*What needs to be done*
Reproduce the article on the 360 Stories program below in full, word for word.

=== Selected extract ===

Can you imagine getting a chance to come up with your own ideas, write a chapter about it, whether it be fiction, reality or something else and in the end have it published with stories from your peers as part of a book that goes on sale?

The reading partnership presents 360 Stories, and this is what this project is all about. 360 Stories is a five-week literacy and illustration design pilot program that engages sixteen grade 4 and 5 students in bringing a book to life. The skill-building program launched in April 2019 and runs at Cedar Ridge Creative Centre every Tuesday morning in the month of April. The students are brought in by bus, provided with a healthy lunch and receive instruction by a professional author and illustrator.

360 Stories is presented in collaboration with The Reading Partnership, an East, Scarborough children’s literacy organization, Story Planet, a Toronto-based children’s story making organization, the Toronto District School Board, and Arts Services, City of Toronto. Toronto Caribbean Newspaper spoke with several people from The Reading Partnership including Julie Frost, a Senior Arts Consultant at the City of Toronto Arts Services.  Frost told Toronto Caribbean Newspaper, “The 360 project is a literacy-based community art education project that is all about providing access to the arts for children in the Kingston Galloway Orton Park community; the city of Toronto provided the space so that these young authors can work on their craft.”

Frost, who worked in collaboration with all the different partners and was a part of the 360 projects from beginning to end explained, “I wanted the participants to feel a great sense of pride in their work while gaining skills and experiencing a new cultural environment.” When asked how she feels about these children who were so excited to be a part of this project Frost said, “For me it made me feel that the next generation of artists and literary leaders are right in our neighborhood; there is so much talent, want and eagerness to participate in their community, and for me that is extremely exciting because the excitement which these students express is contagious.”

=== Provided data ===

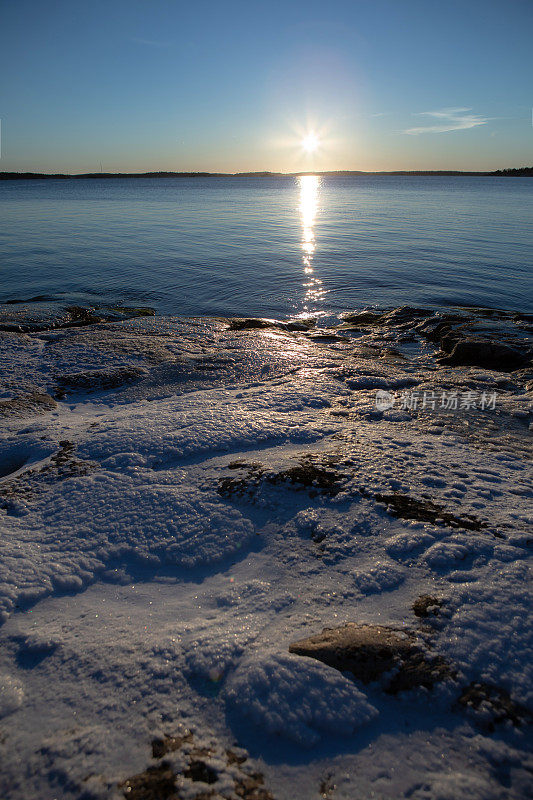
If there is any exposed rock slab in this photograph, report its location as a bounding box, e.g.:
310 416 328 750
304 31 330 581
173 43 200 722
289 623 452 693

===
=== Provided data ===

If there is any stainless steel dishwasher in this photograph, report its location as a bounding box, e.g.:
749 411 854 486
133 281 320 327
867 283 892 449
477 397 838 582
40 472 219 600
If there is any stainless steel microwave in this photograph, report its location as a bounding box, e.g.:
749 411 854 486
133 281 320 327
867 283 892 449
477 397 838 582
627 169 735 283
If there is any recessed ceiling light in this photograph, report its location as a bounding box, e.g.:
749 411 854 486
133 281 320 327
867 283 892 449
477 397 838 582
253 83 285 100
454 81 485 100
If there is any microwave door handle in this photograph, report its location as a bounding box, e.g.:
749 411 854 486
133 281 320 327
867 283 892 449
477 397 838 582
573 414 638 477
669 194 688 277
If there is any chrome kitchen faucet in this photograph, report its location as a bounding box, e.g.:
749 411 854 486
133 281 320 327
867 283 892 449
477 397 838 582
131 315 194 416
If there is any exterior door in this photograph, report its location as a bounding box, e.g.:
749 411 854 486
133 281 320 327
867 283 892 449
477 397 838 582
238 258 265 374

===
=== Provided data ===

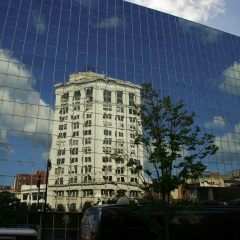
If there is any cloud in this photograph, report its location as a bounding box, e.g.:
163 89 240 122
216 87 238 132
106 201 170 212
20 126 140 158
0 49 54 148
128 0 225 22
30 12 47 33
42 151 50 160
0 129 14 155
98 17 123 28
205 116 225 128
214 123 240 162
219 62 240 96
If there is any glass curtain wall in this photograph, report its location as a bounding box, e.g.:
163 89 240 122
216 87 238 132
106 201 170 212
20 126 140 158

===

*Written response*
Can you imagine getting a chance to come up with your own ideas, write a chapter about it, whether it be fiction, reality or something else and in the end have it published with stories from your peers as part of a book that goes on sale?

The reading partnership presents 360 Stories, and this is what this project is all about. 360 Stories is a five-week literacy and illustration design pilot program that engages sixteen grade 4 and 5 students in bringing a book to life. The skill-building program launched in April 2019 and runs at Cedar Ridge Creative Centre every Tuesday morning in the month of April. The students are brought in by bus, provided with a healthy lunch and receive instruction by a professional author and illustrator.

360 Stories is presented in collaboration with The Reading Partnership, an East, Scarborough children’s literacy organization, Story Planet, a Toronto-based children’s story making organization, the Toronto District School Board, and Arts Services, City of Toronto. Toronto Caribbean Newspaper spoke with several people from The Reading Partnership including Julie Frost, a Senior Arts Consultant at the City of Toronto Arts Services.  Frost told Toronto Caribbean Newspaper, “The 360 project is a literacy-based community art education project that is all about providing access to the arts for children in the Kingston Galloway Orton Park community; the city of Toronto provided the space so that these young authors can work on their craft.”

Frost, who worked in collaboration with all the different partners and was a part of the 360 projects from beginning to end explained, “I wanted the participants to feel a great sense of pride in their work while gaining skills and experiencing a new cultural environment.” When asked how she feels about these children who were so excited to be a part of this project Frost said, “For me it made me feel that the next generation of artists and literary leaders are right in our neighborhood; there is so much talent, want and eagerness to participate in their community, and for me that is extremely exciting because the excitement which these students express is contagious.”